What the task asks |
After locating the line with "the dark background", retype it and every later line exactly, stopping at the end of the records.

*** Opening of The data ***

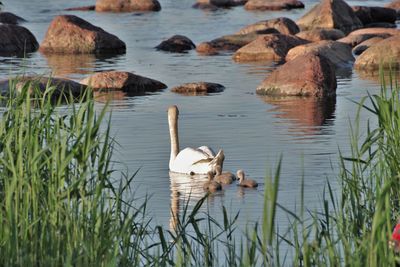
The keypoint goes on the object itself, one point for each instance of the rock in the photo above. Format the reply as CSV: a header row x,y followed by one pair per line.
x,y
127,5
73,35
10,18
306,75
385,53
16,40
282,25
273,4
63,87
316,35
124,81
339,54
198,88
268,47
226,43
215,4
330,14
177,44
359,36
81,8
366,44
367,14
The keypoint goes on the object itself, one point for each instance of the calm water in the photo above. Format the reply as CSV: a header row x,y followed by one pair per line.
x,y
253,131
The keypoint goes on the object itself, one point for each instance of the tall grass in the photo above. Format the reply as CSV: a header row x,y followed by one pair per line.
x,y
61,203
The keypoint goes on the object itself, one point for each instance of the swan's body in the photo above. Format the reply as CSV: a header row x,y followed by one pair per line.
x,y
211,185
245,182
223,177
190,161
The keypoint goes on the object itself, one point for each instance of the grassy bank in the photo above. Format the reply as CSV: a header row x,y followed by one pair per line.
x,y
61,205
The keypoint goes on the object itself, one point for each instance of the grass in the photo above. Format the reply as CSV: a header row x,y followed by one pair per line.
x,y
62,205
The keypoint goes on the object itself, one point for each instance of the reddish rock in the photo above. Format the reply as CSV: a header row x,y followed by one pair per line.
x,y
307,75
386,54
177,44
123,81
366,44
10,18
73,35
226,43
330,14
16,39
316,35
127,5
282,25
273,4
338,53
268,47
367,14
198,88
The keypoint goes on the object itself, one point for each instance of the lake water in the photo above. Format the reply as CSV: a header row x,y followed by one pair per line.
x,y
253,131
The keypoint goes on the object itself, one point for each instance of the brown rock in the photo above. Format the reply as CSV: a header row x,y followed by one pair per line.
x,y
198,88
366,44
72,35
316,35
367,14
273,4
16,40
282,25
385,54
125,81
10,18
306,75
268,47
226,43
339,54
176,43
127,5
330,14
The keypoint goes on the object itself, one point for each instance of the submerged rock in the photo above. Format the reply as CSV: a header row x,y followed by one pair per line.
x,y
177,44
73,35
127,5
198,88
125,81
306,75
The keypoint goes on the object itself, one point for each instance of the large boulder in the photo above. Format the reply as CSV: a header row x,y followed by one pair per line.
x,y
385,54
306,75
127,5
10,18
198,88
225,43
73,35
16,40
330,14
123,81
282,25
368,14
273,4
337,53
268,47
177,44
316,35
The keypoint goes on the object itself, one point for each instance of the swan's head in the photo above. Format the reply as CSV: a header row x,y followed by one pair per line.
x,y
240,175
173,112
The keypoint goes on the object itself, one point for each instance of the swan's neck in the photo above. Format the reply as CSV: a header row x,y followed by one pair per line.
x,y
173,133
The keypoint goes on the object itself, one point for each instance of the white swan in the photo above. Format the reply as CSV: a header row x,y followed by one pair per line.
x,y
189,160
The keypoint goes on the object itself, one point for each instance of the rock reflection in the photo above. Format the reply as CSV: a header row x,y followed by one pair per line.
x,y
305,113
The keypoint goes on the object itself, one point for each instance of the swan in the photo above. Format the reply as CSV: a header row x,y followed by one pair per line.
x,y
245,182
223,178
189,160
211,185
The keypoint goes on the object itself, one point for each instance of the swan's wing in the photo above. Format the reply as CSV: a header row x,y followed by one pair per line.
x,y
205,149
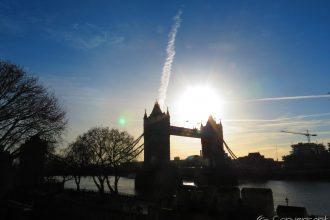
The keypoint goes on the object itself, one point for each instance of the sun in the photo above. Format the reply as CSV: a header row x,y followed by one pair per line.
x,y
197,103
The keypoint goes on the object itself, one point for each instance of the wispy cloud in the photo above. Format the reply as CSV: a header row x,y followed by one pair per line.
x,y
288,98
223,46
87,36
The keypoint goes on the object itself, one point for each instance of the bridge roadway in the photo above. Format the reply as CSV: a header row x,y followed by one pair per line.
x,y
127,170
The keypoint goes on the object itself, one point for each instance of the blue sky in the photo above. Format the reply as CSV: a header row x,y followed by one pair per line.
x,y
104,61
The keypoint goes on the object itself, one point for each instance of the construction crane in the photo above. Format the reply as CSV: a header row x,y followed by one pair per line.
x,y
307,134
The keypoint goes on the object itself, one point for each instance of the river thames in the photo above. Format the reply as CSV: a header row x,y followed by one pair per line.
x,y
314,195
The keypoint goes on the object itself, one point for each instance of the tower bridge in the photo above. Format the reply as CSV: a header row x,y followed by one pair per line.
x,y
157,131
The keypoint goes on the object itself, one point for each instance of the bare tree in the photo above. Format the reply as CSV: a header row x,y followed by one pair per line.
x,y
26,109
77,157
108,150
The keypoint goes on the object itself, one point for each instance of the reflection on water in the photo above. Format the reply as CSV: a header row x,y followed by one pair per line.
x,y
315,196
125,185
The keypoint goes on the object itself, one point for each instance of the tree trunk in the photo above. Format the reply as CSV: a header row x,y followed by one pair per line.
x,y
109,185
99,184
77,181
116,183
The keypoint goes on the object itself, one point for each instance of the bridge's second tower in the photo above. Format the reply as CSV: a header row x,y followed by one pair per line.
x,y
212,143
156,138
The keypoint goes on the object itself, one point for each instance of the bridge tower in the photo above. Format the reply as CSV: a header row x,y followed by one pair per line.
x,y
212,143
156,138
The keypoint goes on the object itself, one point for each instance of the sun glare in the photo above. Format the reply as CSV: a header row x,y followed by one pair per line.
x,y
197,103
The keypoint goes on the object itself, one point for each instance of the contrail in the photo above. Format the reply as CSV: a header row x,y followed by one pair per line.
x,y
289,98
170,50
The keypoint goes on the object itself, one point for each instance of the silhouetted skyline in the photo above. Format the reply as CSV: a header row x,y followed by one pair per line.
x,y
105,60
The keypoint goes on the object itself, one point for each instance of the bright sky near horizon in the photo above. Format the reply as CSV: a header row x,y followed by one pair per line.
x,y
266,62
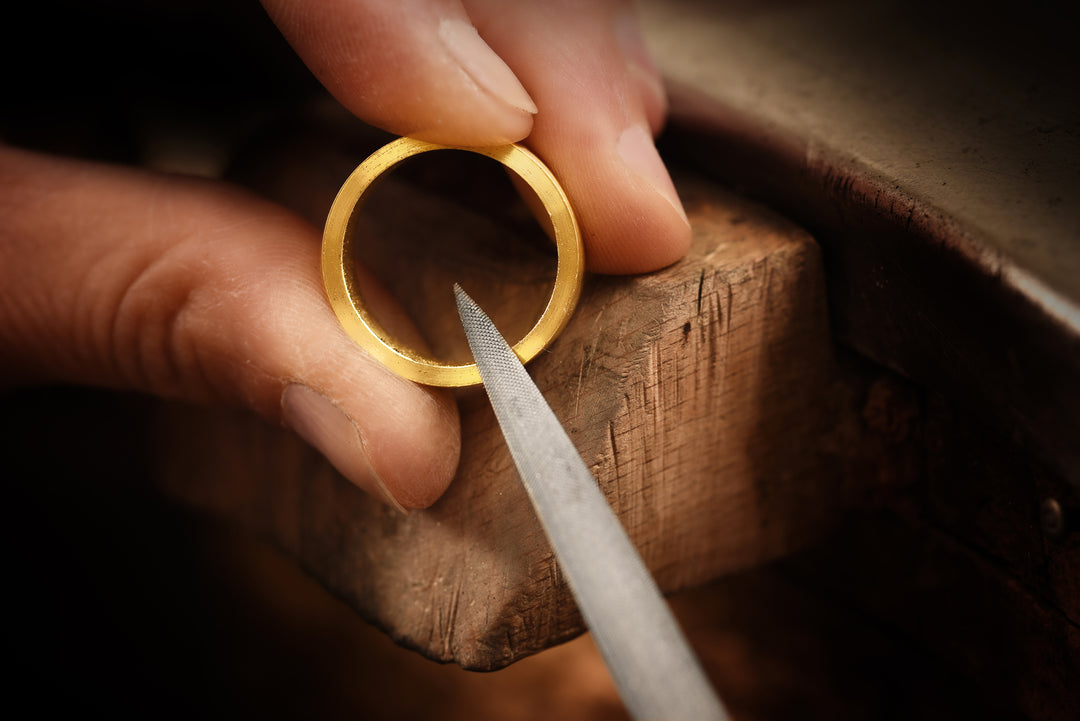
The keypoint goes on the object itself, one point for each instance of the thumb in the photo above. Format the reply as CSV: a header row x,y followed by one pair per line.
x,y
412,67
194,290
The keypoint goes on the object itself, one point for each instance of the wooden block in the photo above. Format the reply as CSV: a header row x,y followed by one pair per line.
x,y
697,395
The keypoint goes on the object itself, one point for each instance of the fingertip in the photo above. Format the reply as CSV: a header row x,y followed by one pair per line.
x,y
415,445
412,67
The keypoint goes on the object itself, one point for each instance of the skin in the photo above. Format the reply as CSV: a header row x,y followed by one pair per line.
x,y
198,290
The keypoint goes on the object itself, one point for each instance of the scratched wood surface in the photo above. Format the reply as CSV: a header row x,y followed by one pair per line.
x,y
696,395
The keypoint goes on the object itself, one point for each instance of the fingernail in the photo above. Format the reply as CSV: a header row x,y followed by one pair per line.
x,y
639,153
483,65
315,419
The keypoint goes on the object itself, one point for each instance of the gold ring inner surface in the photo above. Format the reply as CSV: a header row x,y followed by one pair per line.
x,y
348,302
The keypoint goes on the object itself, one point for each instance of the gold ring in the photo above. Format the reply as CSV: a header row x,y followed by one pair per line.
x,y
348,302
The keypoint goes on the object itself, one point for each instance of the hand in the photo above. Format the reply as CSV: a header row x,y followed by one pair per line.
x,y
197,290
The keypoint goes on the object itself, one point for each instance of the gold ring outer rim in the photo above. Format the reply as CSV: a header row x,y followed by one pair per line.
x,y
347,301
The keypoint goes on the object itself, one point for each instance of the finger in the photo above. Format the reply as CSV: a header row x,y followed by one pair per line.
x,y
413,67
598,99
193,290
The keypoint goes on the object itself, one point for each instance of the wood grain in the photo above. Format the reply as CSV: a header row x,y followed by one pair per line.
x,y
697,395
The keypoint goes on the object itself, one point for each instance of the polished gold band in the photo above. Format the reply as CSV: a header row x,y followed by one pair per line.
x,y
348,302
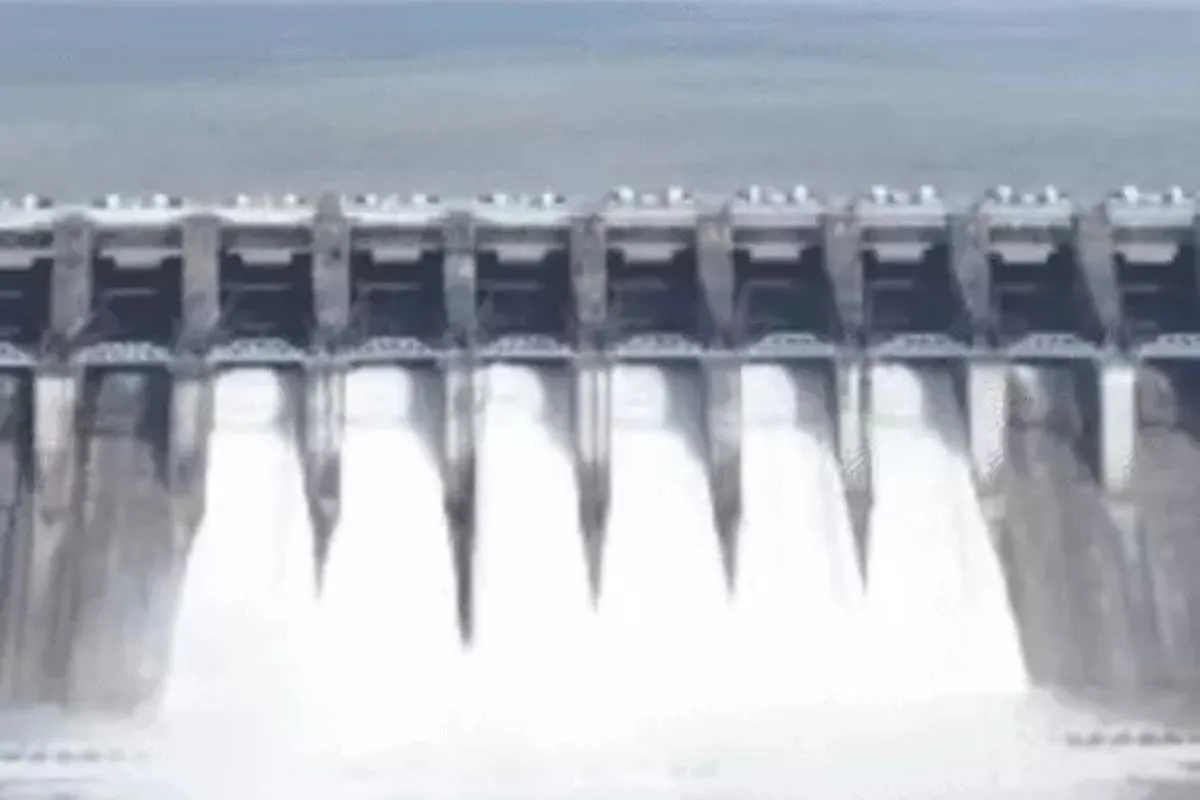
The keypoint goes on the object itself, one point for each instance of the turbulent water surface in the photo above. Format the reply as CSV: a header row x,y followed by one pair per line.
x,y
804,683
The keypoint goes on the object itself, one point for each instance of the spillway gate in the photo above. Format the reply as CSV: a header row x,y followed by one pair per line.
x,y
162,295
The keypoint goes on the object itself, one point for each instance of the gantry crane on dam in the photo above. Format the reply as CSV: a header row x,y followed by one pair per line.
x,y
119,298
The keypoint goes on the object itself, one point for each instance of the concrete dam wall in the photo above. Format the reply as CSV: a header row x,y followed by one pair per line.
x,y
1068,335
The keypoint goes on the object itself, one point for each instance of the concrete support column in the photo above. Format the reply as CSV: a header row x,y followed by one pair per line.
x,y
853,449
987,401
43,642
1117,451
459,451
723,440
191,426
323,433
593,458
461,398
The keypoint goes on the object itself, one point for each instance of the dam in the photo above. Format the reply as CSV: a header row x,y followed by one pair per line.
x,y
911,423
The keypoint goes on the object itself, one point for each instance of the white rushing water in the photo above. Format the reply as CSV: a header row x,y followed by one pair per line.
x,y
664,614
798,571
388,608
244,632
939,606
533,614
669,669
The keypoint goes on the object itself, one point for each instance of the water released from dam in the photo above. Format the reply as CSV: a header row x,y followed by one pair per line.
x,y
373,662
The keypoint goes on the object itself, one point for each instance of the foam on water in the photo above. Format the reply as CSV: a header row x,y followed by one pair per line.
x,y
798,578
664,612
240,649
533,617
390,649
941,620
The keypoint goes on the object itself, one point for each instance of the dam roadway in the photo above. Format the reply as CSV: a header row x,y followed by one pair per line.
x,y
1087,489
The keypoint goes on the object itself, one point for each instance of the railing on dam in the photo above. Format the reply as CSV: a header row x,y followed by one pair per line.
x,y
321,287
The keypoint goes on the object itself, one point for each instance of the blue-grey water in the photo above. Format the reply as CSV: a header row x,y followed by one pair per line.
x,y
469,97
462,97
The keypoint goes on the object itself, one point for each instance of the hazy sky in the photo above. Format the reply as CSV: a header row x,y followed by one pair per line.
x,y
481,96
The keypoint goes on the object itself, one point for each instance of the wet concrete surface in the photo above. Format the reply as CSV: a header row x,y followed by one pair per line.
x,y
124,554
15,505
1062,551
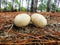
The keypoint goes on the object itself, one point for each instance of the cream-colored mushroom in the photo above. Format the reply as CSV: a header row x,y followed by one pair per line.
x,y
38,20
22,20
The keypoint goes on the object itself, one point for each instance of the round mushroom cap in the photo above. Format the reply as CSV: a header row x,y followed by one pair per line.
x,y
22,20
38,20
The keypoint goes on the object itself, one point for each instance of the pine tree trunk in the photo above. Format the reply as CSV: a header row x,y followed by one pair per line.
x,y
0,5
48,5
34,5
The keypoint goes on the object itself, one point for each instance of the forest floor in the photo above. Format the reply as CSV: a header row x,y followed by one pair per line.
x,y
10,34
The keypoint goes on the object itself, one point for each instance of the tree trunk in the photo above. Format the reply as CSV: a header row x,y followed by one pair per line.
x,y
19,5
34,5
48,5
0,5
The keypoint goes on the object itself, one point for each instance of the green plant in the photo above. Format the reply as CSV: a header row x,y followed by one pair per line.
x,y
58,10
9,7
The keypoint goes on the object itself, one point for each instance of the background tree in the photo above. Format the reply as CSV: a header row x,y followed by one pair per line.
x,y
0,5
48,5
34,5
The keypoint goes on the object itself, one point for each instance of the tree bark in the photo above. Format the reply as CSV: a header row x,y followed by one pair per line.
x,y
34,5
48,5
0,5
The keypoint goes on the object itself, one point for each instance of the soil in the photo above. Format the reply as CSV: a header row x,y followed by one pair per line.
x,y
11,34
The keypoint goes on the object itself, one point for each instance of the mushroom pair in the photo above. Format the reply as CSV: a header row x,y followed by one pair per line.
x,y
36,19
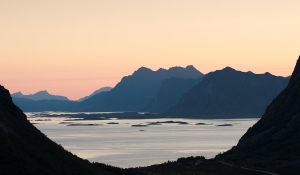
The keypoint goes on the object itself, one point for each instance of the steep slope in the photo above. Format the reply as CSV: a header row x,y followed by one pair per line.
x,y
28,105
41,95
25,150
134,92
103,89
169,93
274,141
229,93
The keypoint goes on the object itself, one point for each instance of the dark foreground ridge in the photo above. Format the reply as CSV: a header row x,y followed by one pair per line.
x,y
25,150
273,143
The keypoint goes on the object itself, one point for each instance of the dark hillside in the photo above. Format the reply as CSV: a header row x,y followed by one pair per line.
x,y
274,141
229,93
25,150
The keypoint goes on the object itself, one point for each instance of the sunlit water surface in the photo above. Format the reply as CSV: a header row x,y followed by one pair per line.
x,y
125,146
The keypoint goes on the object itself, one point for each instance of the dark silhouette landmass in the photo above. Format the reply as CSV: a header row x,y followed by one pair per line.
x,y
169,93
41,95
103,89
134,92
274,141
270,147
25,150
90,104
228,93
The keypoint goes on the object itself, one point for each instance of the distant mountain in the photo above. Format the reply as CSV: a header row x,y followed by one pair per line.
x,y
169,93
41,95
103,89
91,103
29,105
273,143
25,150
229,93
134,92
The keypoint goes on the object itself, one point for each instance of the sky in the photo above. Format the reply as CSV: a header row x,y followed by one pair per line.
x,y
73,47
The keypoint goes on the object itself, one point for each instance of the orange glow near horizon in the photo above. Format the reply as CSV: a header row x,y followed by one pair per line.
x,y
72,48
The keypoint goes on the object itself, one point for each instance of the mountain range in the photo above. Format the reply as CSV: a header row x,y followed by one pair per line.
x,y
229,93
225,93
271,146
25,150
135,91
169,93
103,89
274,141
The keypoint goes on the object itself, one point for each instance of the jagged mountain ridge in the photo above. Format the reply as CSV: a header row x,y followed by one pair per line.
x,y
274,141
25,150
135,91
169,93
103,89
229,93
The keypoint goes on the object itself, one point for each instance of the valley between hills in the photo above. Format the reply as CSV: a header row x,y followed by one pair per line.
x,y
271,146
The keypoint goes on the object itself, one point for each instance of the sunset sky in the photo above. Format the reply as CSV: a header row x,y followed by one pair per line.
x,y
73,47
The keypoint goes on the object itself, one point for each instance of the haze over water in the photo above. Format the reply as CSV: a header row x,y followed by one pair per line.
x,y
125,146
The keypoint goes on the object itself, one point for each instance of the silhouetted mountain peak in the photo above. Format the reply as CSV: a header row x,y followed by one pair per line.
x,y
229,69
43,92
4,95
296,73
18,93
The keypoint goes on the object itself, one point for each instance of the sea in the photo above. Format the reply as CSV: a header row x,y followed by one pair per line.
x,y
142,142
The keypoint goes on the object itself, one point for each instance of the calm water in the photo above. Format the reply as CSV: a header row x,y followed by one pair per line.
x,y
125,146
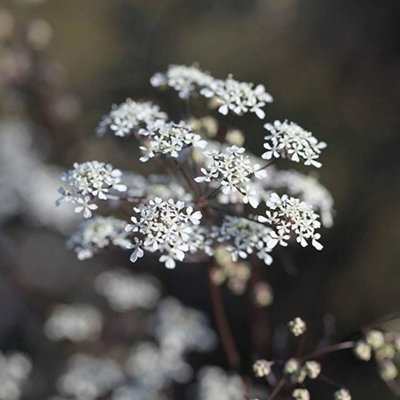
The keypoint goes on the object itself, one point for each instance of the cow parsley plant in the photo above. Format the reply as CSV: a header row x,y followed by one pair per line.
x,y
209,192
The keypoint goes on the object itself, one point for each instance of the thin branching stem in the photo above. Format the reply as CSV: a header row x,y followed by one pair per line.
x,y
222,323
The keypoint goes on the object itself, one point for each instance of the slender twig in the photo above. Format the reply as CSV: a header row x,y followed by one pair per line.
x,y
330,349
277,389
222,323
121,197
187,178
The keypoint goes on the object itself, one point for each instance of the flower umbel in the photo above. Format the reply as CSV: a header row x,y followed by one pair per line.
x,y
289,140
87,181
168,227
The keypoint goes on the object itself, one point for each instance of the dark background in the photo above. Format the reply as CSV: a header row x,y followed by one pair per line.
x,y
332,66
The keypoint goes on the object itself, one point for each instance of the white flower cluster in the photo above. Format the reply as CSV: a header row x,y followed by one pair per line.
x,y
183,79
177,330
14,371
243,237
168,227
229,94
129,117
155,185
27,184
215,383
87,181
238,97
134,391
385,347
233,170
308,188
287,215
299,372
88,377
77,323
155,366
342,394
297,326
126,291
169,138
97,233
289,140
301,394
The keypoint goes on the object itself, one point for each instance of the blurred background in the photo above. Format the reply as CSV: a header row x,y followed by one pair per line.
x,y
331,66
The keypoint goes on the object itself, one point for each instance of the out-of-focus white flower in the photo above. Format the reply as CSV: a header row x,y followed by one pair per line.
x,y
289,140
297,326
129,117
182,329
288,214
313,369
262,368
342,394
125,291
27,185
77,323
233,170
137,391
169,138
87,181
301,394
170,227
14,371
229,94
88,377
362,350
375,339
156,366
97,233
215,383
388,370
243,237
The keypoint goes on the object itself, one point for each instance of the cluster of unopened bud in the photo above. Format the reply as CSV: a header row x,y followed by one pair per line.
x,y
342,394
301,394
262,368
298,373
384,346
297,326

*** Close of The data ***

Answer for this exercise |
The keypoint goes on the object itself, one point for each instance of the dark background in the photo above. Format the reply as CSV: a header row x,y followed by one pair per line.
x,y
332,66
The keypoint goes on the object itself, one point for each instance of the white flower cluster in the photo above. Format the reply as CSV: a header row x,y followed by one pair per line.
x,y
183,79
177,330
14,371
243,237
168,227
229,94
129,117
155,185
27,184
215,383
87,181
238,97
134,391
385,347
233,170
308,188
287,215
299,372
88,377
77,323
155,366
342,394
297,326
126,291
169,138
97,233
289,140
301,394
The keypoint goes on the object itself, one point for each instance of the blurred background in the photo above. Format the reply as CSV: a header row x,y followed by one pair per line.
x,y
331,66
The keypoint goes on the object itself, one point for each instance of the out-of-focus white flower in the photo above. Format the reply as CSV: a header row x,y followed by one pair per line.
x,y
289,140
297,326
129,117
182,329
288,214
313,369
262,368
342,394
125,291
27,185
77,323
233,170
137,391
169,138
87,181
301,394
170,227
14,371
229,94
88,377
362,350
375,339
156,366
97,233
215,383
388,370
243,237
The keypoint goes on the object itself, one point for each instance of the cluster of unopened bud in the photo above. Format the reply as CSV: a header row x,y followed by one pair per line.
x,y
342,394
301,394
262,368
298,373
384,346
297,326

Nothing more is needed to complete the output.